-- Document text --
▬▬▬▬▬▬▬▬▬▬
Supply Chain Mathematical Programmes

This material is a summary of the material on supply chain networks from Chapter 2 Supply Chain Networks in Supply Chain Network Economics: Dynamics of Prices, Flows and Profits by Anna Nagurney (2006).

Supply Chains

  1. Introduction
  2. The Manufacturer's Problem
  3. The Retailer's Problem
  4. The Consumer's Problem
  5. Equilibrium and Variational Inequalities


Throughout a supply chain there are many organisations who are trying to make the best decision for their business. These decisions can be formulated as mathematical programmes. We will introduce a supply chain model that is a simplification of that presented in the Supply Chains introduction. We will formulate the mathematical programmes faced by the organisations at each stage of this supply chain. This simplification can be easily extended to supply chain models with more stages (e.g., see Supply Chains) by inserting more Retailer's Problems into the simplified model.
▬▬▬▬▬▬▬▬▬▬
-- Tasks to complete --
- 1) Translate this sentence from the supply chain summary into Spanish: "These decisions can be formulated as mathematical programmes."
- 2) Reproduce everything in the supply chain summary from "Supply Chain Mathematical" down to "Anna Nagurney (2006).".
You won't need any of the records that come after this.

-- Given information --
▬▬▬▬▬▬▬▬▬▬
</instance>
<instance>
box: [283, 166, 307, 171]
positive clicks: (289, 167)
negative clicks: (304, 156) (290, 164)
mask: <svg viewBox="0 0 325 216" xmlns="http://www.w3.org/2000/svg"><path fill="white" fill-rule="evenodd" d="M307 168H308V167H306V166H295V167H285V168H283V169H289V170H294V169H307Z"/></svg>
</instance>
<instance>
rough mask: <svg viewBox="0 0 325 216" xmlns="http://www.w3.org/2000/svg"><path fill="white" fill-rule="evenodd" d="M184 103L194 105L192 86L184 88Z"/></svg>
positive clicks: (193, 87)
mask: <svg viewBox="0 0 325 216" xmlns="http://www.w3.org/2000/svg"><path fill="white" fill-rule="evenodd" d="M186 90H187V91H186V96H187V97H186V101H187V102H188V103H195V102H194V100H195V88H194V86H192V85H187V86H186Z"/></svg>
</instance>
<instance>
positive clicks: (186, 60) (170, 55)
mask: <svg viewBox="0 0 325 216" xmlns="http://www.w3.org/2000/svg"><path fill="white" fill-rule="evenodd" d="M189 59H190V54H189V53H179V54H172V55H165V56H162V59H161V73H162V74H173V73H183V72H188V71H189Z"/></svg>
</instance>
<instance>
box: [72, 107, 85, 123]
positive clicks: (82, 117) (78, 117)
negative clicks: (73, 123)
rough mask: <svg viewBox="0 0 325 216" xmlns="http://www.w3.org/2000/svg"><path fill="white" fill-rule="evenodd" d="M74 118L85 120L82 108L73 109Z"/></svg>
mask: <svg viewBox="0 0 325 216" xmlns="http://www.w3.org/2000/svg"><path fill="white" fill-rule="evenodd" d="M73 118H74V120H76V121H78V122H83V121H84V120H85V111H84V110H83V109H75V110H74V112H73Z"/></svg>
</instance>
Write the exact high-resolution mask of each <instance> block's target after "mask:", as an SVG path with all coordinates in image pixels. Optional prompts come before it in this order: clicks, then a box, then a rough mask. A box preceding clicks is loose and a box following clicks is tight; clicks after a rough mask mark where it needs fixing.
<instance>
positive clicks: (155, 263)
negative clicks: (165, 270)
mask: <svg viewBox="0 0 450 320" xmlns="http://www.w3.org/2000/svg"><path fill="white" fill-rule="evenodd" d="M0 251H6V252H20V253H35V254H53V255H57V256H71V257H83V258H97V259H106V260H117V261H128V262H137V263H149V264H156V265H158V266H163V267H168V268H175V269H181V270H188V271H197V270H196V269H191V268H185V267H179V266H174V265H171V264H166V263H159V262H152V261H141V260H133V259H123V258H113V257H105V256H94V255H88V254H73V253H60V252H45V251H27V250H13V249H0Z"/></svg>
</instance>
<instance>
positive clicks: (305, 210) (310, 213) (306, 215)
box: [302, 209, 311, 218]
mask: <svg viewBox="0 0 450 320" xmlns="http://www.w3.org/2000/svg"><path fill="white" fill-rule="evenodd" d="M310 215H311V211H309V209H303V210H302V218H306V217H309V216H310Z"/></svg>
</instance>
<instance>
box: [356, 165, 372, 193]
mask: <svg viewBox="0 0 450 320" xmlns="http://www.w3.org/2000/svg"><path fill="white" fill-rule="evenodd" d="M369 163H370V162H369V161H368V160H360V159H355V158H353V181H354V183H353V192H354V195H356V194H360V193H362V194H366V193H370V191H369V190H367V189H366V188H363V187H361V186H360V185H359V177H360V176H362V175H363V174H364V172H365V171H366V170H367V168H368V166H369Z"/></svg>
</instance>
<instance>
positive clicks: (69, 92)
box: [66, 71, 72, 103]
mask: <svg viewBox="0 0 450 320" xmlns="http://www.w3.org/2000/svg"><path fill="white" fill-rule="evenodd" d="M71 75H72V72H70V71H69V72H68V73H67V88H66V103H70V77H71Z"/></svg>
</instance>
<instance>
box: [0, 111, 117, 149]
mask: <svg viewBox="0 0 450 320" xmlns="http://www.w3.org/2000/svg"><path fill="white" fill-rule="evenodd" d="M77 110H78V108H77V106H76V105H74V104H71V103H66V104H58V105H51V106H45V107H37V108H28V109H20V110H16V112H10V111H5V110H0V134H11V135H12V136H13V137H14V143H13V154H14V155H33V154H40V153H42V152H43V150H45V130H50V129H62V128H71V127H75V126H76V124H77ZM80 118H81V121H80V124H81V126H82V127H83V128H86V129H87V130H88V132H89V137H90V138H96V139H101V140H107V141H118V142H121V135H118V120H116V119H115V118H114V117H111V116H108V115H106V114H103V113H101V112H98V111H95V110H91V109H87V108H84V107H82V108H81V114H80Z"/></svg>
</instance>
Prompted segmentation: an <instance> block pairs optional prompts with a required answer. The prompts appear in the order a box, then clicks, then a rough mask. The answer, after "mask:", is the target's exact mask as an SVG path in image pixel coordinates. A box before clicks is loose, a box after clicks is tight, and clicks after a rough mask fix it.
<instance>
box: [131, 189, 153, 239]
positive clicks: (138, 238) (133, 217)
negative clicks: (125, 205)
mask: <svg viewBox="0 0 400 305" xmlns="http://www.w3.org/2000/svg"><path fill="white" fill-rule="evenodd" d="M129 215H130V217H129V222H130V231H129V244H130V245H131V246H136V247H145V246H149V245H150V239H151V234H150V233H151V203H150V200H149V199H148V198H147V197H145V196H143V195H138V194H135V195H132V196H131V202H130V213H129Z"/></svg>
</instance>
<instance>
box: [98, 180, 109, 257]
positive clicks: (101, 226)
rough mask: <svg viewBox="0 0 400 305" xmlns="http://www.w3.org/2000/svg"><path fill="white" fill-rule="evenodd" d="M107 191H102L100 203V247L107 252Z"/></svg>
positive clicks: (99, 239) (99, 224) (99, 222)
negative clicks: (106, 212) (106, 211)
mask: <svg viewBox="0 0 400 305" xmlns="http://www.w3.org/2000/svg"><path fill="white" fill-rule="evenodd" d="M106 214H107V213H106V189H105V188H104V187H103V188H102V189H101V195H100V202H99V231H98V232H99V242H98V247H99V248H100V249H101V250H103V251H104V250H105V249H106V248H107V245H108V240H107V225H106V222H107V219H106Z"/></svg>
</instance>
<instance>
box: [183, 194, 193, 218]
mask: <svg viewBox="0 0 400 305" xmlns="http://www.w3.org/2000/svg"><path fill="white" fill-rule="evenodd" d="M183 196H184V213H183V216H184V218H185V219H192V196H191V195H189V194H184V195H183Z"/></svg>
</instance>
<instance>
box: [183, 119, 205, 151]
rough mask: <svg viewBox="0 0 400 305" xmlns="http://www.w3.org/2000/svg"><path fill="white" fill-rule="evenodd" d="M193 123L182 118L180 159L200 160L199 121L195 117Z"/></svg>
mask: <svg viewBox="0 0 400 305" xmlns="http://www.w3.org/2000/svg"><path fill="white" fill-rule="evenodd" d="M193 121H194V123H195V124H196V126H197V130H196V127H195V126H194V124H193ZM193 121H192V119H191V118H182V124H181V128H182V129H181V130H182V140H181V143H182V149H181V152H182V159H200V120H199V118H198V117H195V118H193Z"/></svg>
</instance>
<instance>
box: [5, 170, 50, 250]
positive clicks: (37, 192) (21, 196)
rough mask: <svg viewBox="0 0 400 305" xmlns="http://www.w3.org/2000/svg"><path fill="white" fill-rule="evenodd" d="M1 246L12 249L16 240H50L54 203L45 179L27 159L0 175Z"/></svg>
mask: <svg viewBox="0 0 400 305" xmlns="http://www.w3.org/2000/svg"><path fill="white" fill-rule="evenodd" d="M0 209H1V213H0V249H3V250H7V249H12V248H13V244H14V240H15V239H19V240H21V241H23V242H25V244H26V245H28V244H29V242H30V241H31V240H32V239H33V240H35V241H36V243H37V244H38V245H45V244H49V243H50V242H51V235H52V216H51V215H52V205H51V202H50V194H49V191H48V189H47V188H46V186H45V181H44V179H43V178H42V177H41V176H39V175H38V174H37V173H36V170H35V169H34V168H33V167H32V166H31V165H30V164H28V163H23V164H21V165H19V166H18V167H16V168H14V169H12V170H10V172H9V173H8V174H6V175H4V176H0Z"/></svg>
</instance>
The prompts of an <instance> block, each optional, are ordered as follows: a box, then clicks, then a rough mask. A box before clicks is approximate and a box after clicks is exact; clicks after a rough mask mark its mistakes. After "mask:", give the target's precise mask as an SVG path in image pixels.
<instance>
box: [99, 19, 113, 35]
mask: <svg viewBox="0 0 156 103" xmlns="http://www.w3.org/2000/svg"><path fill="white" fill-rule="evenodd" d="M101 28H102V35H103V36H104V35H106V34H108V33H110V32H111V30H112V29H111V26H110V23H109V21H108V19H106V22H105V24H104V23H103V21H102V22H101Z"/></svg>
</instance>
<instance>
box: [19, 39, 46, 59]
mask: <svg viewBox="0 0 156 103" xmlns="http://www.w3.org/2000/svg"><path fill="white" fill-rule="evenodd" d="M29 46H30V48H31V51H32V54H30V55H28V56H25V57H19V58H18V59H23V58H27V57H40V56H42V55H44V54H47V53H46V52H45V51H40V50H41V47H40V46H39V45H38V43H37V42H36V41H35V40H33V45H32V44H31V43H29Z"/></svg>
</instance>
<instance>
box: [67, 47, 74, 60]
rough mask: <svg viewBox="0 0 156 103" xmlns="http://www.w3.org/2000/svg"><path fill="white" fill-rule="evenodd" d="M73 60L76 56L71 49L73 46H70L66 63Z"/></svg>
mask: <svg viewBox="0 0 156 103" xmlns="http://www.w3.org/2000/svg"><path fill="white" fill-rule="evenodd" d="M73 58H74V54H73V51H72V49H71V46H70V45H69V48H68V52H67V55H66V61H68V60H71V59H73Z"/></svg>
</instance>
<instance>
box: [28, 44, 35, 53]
▬▬▬▬▬▬▬▬▬▬
-- Solutions to the problems --
- 1) Estas decisiones se pueden formular como programas matemáticos.

- 2)
Supply Chain Mathematical Programmes

This material is a summary of the material on supply chain networks from Chapter 2 Supply Chain Networks in Supply Chain Network Economics: Dynamics of Prices, Flows and Profits by Anna Nagurney (2006).